■ TEXTE ÉTUDIÉ
╭──
Si non seulement la stratégie de secours peut aggraver le problème, elle pourrait en plus prendre la forme d'un bogue latent. Développer des stratégies de secours qui sont rarement utilisées en production n'a rien de compliqué. Il peut se passer des années avant que l'appareil d'un client manque de mémoire pile au moment où se déclenche la ligne de code qui contient la solution de secours de la fonction malloc2 dont nous avons parlé plus haut. Si d'aventure un bogue dans la logique de secours ou un effet secondaire quelconque venait à aggraver le problème dans son ensemble, les ingénieurs qui ont écrit le code auront probablement oublié comment il fonctionne et il leur sera plus difficile de régler le problème. Dans le cas d'une application sur un seul appareil, ce problème peut être toléré par l'entreprise, mais dans les systèmes distribués, les conséquences sont bien plus importantes, comme nous le verrons plus tard.
Tous ces problèmes sont épineux en soi, mais d'après notre expérience, ils peuvent bien souvent être ignorés sans risque pour les applications impliquant un seul appareil. La solution la plus courante est celle qui a été mentionnée plus haut : il suffit de laisser les erreurs d'allocation de la mémoire planter l'application. Le code qui alloue la mémoire subit le même sort que le reste de la machine, à savoir l'échec dans le cas présent. Et même si ce n'était pas le cas, l'application devrait, à ce stade, être dans un état qui n'a pas été anticipé, et l'échec rapide constitue une bonne stratégie. C'est un compromis acceptable pour une entreprise.
Pour les applications exécutées sur un seul appareil qui doivent fonctionner en situation d'échec de l'allocation de la mémoire, une des solutions serait d'allouer par avance la mémoire de tas au démarrage et de ne jamais réutiliser la fonction malloc, même en cas d'erreur. Amazon a mis en œuvre cette stratégie plusieurs fois, pour la surveillance des démons qui sont exécutés sur les serveurs de production et pour ceux d'Amazon Elastic Compute Cloud (Amazon EC2) qui surveillent les pics d'activité des processeurs des clients.
╰──
Recopiez mot pour mot le passage du texte sur les stratégies de secours qui commence par « Tous ces problèmes » et s'arrête après « pour une entreprise. ».

Entrées tirées d'une collection
╭──
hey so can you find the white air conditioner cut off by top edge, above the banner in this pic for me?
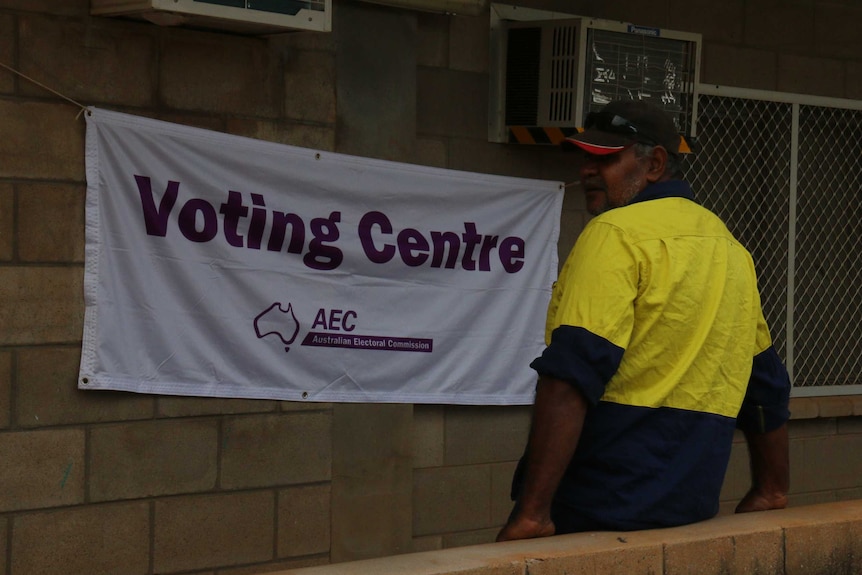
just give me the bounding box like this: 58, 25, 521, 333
90, 0, 332, 35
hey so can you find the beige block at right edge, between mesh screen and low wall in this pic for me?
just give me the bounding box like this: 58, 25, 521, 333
791, 434, 862, 491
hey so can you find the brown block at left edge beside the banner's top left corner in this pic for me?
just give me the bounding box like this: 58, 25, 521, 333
0, 100, 84, 181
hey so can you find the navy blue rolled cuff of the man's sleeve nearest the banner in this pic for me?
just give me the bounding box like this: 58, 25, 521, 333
530, 325, 625, 405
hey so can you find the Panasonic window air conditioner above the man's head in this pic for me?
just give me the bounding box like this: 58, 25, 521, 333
488, 4, 701, 144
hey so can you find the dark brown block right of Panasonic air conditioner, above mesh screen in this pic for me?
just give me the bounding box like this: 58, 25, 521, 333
701, 43, 778, 90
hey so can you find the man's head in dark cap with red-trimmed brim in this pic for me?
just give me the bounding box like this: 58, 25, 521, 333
563, 100, 680, 215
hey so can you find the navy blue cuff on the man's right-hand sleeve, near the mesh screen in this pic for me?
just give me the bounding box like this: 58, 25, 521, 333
736, 346, 790, 433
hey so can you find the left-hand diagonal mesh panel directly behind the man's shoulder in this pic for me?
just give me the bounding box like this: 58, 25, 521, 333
685, 95, 792, 364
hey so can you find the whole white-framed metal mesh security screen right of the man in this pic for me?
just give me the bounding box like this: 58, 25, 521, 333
686, 86, 862, 396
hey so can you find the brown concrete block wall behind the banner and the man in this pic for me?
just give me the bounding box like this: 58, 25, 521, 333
0, 0, 862, 575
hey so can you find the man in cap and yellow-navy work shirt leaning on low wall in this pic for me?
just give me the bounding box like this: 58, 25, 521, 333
497, 101, 790, 541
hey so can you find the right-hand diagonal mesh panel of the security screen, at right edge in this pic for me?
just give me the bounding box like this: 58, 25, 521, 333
794, 106, 862, 386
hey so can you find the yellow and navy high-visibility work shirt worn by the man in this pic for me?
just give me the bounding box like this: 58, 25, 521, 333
531, 180, 790, 529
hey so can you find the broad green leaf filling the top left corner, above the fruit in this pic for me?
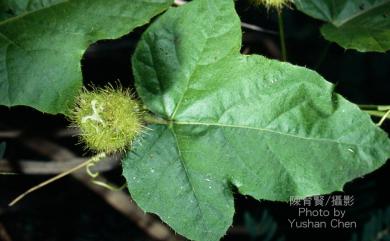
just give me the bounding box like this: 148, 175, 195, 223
0, 0, 172, 114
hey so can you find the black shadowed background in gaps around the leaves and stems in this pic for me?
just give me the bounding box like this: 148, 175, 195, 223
0, 0, 390, 241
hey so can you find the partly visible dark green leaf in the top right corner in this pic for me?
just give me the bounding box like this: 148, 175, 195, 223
294, 0, 390, 52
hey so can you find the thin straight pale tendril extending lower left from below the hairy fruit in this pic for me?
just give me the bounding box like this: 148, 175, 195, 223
8, 152, 107, 206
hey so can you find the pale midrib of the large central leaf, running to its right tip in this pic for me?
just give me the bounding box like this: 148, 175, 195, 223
172, 121, 372, 148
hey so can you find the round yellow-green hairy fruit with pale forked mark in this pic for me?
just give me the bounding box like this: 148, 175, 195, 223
71, 87, 142, 153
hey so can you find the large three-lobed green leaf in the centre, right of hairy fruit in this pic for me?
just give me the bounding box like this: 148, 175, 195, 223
123, 0, 390, 241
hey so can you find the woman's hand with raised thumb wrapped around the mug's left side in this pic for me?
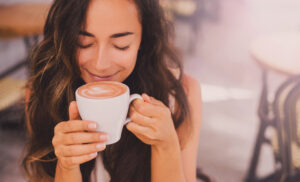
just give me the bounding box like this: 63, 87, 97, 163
52, 101, 107, 170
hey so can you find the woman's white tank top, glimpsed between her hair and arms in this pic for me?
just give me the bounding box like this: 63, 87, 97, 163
91, 69, 179, 182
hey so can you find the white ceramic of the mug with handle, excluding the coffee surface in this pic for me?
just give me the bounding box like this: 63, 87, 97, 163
75, 82, 143, 145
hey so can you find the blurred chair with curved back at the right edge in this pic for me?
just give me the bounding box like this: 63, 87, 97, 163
256, 75, 300, 182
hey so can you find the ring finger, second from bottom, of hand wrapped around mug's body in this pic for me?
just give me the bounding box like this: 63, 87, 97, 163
61, 142, 106, 157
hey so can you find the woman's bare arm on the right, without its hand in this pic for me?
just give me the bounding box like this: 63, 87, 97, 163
151, 75, 201, 182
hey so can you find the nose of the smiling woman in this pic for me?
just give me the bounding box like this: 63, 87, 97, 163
94, 46, 111, 72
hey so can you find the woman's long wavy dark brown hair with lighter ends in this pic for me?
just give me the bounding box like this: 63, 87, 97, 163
22, 0, 190, 182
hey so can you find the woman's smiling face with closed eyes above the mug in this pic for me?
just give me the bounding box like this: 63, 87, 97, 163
77, 0, 142, 83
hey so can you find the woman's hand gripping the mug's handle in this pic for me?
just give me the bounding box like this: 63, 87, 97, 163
126, 94, 178, 148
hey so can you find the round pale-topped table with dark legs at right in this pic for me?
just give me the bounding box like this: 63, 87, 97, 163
245, 32, 300, 182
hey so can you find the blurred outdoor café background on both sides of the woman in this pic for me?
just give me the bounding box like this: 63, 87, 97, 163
0, 0, 300, 182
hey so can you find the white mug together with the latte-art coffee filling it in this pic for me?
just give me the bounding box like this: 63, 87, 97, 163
75, 81, 142, 144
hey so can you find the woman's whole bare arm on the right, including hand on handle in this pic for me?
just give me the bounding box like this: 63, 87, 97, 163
126, 75, 201, 182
╰──
■ RÉPONSE ATTENDUE
Tous ces problèmes sont épineux en soi, mais d'après notre expérience, ils peuvent bien souvent être ignorés sans risque pour les applications impliquant un seul appareil. La solution la plus courante est celle qui a été mentionnée plus haut : il suffit de laisser les erreurs d'allocation de la mémoire planter l'application. Le code qui alloue la mémoire subit le même sort que le reste de la machine, à savoir l'échec dans le cas présent. Et même si ce n'était pas le cas, l'application devrait, à ce stade, être dans un état qui n'a pas été anticipé, et l'échec rapide constitue une bonne stratégie. C'est un compromis acceptable pour une entreprise.